Cleveland—A waiting list of 100 dates for "Three Little Pigs" is reported by M. A. Goodman, local United Artists manager. The cartoon is in its fifth week downtown.

November 16, 1933
With the idea of dispelling the growing impression that he already is a millionaire and that "Three Little Pigs" will net him another fortune, Walt Disney yesterday issued, through United Artists, his distribution channel, the following figures on cartoon costs and receipts:
"After 19 weeks of unprecedented popularity, 'Three Little Pigs' has not returned cost of prints, and Disney's profit won't exceed $25,000 over a period of two years from all world markets.
"An optimistic estimate of the gross on this short would be $125,000.
"Average cost of a 'Mickey Mouse' short is $18,000; a 'Silly Symphony,' $20,000.
"Counting distribution costs, 'Pigs' must gross from $60,000 to $75,000 to break even, and even the net over this does not all go to Disney.
"Reported $400,000 annual income for Disney is gross income, with net being far less.
"Disney has made an investment in plant and pictures totaling $750,000, which has not been returned yet."

» Material provided:
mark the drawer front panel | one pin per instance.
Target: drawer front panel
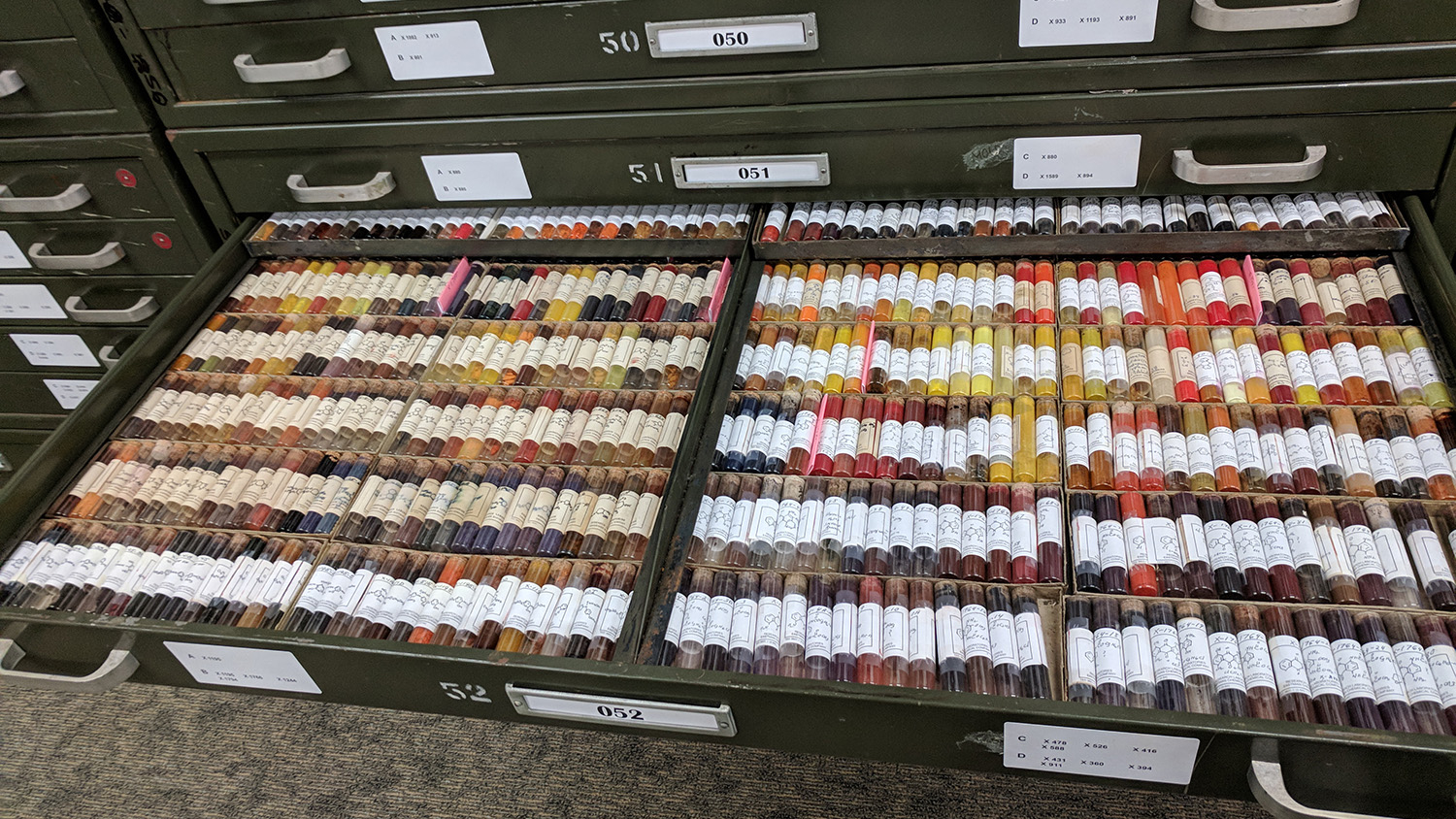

» Stated problem 1: Give every dollar amount that appears in the report on the Disney cartoon's costs and receipts, in the order the report gives them.
» Stated problem 2: Write a continuation of the report on the "Three Little Pigs" cartoon's costs and receipts, picking up after its final sentence.
The listing plays no part in what comes next.

» Task output 1: $25,000, $125,000, $18,000, $20,000, $60,000, $75,000, $400,000, $750,000

» Task output 2:
Ralph Wilk column
The second cartoon in the new series being produced by the Van Beuren Corp., featuring "The Little King" character created by O. Soglow, has the kingdom adopting the N.R.A. to solve its depression problems. "Marching Along" is the title.

November 20, 1933
P. A. Powers to Start Color Cartoon Series
P. A. Powers, president of Celebrity Productions, is on his way to Beverly Hills in connection with story and production details on the new series of "ComiColor Cartoons" to be put on the independent market by Celebrity. The shorts will be made in color by the Cine-Color process. Official announcement is now being prepared by C. J. Giegerich, in charge of sales and exploitation.

November 22, 1933
Circuits Book Color Cartoon
Arthur J. Newman of Beverly Hills Productions has sold the one-reel colored cartoon, "Snowman," to the RKO, Warner, Skouras, Walter Reade, Century, Hattem and Snapper circuits. The short is the first of a series of 12.

Phil M. Daly column
• • • REQUESTS FROM art galleries from all parts of the country . . . for the exhibition of the original drawings on Walt Disney's Mickey Mouse and Silly Symphonies . . . have made it necessary for the College Art Association, which is touring the drawings, to revise its schedule to accommodate all the requests.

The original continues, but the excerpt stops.